## BEGIN SOURCE DOCUMENT

UFC 38: Brawls in and out of the Hall
There were no great matches or legendary performances at UFC 38, UFC’s debut in the United Kingdom. But there are two important things that came out of the show. One is still talked about today. The other is never talked about, but in hindsight, was far more important.
UFC 38 was the first show promoted with the benefit of strong television.
UFC signed a 13-week deal with Sky Sports in the U.K. for one or two hours per week on Thursday night of prime-time fights from the company’s tape library. It was the company’s first-ever television deal, designed to build to a live appearance on July 13, 2002, headlined by Matt Hughes defending his welterweight title against former champion Carlos Newton.
The experiment was a huge success. Billed as “The Brawl at the Hall,” it drew a nearly sold-out crowd of 5,000 fans to London’s Royal Albert Hall. Because the fans had seem the fighters regularly on television, they were viewed as television celebrities, as opposed to simply fighters, three years before this became the case in the U.S.
Hughes retained the title in the main event in round four, as he trapped Newton’s arms, leaving his head open for punches. Newton was unable to defend himself the was stopped.
But the real brawl, it turns out, didn’t happen at the Hall.
After the show, most of the fighters headed to a London night club that provided them with free drinks. A drunken fight broke out in the parking lot. Chuck Liddell, reportedly wasted, dropped guys left and right. Lee Murray, a British fighter now in jail after a bank robbery, was at one point headed for Liddell, saw the damage he was doing, and changed directions. He wound up in front of Tito Ortiz, the UFC’s biggest star.
Stories vary greatly of what happened next, but the most consistent version was that Ortiz threw a punch, and Murray dropped Ortiz with a combination and kicked him in the face when he was down.

## END SOURCE DOCUMENT
## BEGIN SUPPLIED MATERIAL

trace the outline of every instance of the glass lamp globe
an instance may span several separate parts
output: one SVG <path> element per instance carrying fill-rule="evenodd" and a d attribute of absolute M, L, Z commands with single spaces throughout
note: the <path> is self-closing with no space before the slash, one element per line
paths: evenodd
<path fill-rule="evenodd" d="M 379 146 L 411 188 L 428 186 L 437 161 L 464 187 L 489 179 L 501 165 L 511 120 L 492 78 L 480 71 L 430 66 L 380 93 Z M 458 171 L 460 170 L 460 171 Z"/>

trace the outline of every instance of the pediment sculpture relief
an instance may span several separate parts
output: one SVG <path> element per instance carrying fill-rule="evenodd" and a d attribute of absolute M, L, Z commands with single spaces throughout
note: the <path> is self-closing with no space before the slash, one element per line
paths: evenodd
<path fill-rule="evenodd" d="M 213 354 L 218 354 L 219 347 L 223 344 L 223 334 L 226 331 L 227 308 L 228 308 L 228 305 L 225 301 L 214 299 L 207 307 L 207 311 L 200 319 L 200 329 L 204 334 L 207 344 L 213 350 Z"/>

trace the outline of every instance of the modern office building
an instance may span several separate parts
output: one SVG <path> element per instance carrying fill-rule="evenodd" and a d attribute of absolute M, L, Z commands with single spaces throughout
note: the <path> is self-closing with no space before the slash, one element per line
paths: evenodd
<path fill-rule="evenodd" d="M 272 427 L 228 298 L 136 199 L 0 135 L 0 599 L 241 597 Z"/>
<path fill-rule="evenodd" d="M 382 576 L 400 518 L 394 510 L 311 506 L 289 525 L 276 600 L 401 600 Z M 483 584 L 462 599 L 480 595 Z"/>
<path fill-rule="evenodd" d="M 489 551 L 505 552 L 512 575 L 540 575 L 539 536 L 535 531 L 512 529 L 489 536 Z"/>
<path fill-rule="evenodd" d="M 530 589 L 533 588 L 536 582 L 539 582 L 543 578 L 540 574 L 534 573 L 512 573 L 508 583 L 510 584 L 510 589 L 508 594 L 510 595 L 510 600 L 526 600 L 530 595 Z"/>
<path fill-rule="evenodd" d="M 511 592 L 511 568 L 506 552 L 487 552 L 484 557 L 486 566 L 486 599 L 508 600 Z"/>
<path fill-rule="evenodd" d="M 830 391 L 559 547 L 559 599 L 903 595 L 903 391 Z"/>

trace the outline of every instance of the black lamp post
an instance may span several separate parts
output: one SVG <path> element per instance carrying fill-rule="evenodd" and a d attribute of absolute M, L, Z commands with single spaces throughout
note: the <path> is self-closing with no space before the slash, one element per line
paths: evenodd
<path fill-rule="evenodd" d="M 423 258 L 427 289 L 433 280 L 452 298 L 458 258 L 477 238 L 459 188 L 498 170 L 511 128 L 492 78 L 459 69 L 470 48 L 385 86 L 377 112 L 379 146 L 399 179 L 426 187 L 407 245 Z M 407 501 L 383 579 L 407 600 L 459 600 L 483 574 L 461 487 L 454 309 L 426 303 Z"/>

## END SUPPLIED MATERIAL

# TASK REQUIREMENTS
1. Using the article on UFC 38, answer the following:
(a) With which broadcaster did UFC sign its 13-week television deal?
(b) How many fans attended the event at London's Royal Albert Hall?
(c) In which round did Hughes retain his title in the main event?
2. From the article on UFC 38, write out verbatim the passage that opens with the words containing "Hughes retained the" and closes with "at the Hall.".

# TASK ANSWERS
1.
(a) Sky Sports in the U.K.
(b) A nearly sold-out crowd of 5,000 fans.
(c) Round four.

2.
Hughes retained the title in the main event in round four, as he trapped Newton’s arms, leaving his head open for punches. Newton was unable to defend himself the was stopped.
But the real brawl, it turns out, didn’t happen at the Hall.